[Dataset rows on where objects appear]
::::::

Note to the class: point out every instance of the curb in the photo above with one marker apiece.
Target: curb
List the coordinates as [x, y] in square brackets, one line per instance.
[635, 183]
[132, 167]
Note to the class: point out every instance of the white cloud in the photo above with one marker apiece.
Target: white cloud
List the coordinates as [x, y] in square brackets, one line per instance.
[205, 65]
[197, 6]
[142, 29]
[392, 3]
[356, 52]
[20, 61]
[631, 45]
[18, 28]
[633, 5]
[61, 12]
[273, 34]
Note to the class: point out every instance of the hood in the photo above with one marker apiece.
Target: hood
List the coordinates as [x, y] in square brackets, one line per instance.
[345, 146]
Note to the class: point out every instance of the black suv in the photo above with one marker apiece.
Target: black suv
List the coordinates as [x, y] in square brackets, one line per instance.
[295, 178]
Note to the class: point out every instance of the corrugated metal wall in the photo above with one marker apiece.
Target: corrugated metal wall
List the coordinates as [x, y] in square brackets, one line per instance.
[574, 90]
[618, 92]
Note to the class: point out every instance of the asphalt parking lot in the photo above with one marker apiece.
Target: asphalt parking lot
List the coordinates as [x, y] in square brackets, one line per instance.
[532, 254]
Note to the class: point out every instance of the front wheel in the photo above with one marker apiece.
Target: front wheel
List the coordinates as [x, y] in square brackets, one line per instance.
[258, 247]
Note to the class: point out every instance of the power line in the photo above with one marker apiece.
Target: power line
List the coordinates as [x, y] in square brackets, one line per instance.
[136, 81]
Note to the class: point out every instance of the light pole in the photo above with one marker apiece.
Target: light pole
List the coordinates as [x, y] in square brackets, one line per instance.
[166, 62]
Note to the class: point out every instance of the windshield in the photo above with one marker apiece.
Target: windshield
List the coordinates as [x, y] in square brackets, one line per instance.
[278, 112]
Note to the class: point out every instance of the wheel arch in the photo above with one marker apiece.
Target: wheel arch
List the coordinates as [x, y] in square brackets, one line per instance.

::::::

→ PROBLEM TO SOLVE: The records above should be duplicated in full, exactly as given.

→ ANSWER:
Note to the class: point out every instance of the curb in the photo above with one marker apiece.
Target: curb
List the coordinates as [x, y] in square brackets, one line per instance.
[635, 183]
[132, 167]
Note to the class: point out every instance of the white cloud in the photo above with one marker apiece.
Target: white cloud
List the coordinates as [x, y] in square brackets, one line per instance.
[205, 65]
[197, 6]
[142, 29]
[392, 3]
[356, 52]
[20, 61]
[631, 45]
[18, 28]
[633, 5]
[61, 12]
[273, 34]
Note to the class: point out every instance of the hood in the photo above with one marker apiece.
Target: hood
List the coordinates as [x, y] in square brackets, one line per instance.
[345, 146]
Note to the class: point out every instance of the black suv in the photo above with one marker apiece.
Target: black suv
List the coordinates as [x, y] in square brackets, one line per instance.
[295, 178]
Note to the class: point out every instance of the corrugated metal wall in the photo above with one marker apiece.
Target: corrugated metal wall
List the coordinates as [x, y] in square brackets, one line per instance.
[574, 90]
[618, 92]
Note to the class: point out every instance of the asphalt parking lot in the photo above with one marker apiece.
Target: asphalt parking lot
List the coordinates as [x, y] in square brackets, one line per instance.
[532, 254]
Note to the class: point out every instance of the front wheel in the photo above with one marker apiece.
Target: front wheel
List the coordinates as [x, y] in square brackets, one line per instance.
[258, 247]
Note to the class: point out every instance of the power line in the photo above with one marker apiece.
Target: power line
List the coordinates as [x, y] in square brackets, one line per instance.
[136, 81]
Note to the class: point out every instance of the light pole in the photo above with one marker apiece.
Target: light pole
List the coordinates as [x, y] in square brackets, one line per instance.
[166, 62]
Note to the class: point out every instance of the windshield in the photo above with one marker apiece.
Target: windshield
List the coordinates as [x, y] in square brackets, one line per instance.
[278, 112]
Note to the class: point out every instance of the wheel arch in the photo above with one marker apiece.
Target: wheel arch
List the coordinates as [x, y] in square brackets, one line per instance.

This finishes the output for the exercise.